=== Task description ===
Count the lines in the records below that contain the string "beige", and reply with only that number.

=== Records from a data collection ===
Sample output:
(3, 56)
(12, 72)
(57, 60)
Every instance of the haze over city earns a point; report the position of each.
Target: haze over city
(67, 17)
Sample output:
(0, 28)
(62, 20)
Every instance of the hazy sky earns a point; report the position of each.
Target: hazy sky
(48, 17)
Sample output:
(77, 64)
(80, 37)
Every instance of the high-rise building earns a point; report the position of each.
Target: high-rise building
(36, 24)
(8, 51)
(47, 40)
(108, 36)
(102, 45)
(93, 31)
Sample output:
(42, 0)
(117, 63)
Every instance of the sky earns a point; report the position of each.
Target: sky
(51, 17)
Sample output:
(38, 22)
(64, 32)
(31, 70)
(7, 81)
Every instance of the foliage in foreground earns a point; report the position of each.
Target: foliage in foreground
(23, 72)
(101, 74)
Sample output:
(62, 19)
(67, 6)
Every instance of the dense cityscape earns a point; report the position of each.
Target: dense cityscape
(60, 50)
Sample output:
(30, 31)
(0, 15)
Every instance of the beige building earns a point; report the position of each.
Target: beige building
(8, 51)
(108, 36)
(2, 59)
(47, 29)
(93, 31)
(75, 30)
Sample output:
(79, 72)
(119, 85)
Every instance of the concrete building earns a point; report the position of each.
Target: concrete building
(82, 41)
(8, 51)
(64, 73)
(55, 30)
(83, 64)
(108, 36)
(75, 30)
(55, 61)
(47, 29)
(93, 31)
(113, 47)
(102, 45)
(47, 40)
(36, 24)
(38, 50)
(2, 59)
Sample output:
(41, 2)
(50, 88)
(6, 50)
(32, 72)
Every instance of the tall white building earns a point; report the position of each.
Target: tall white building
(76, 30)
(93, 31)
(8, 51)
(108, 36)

=== Full response ===
2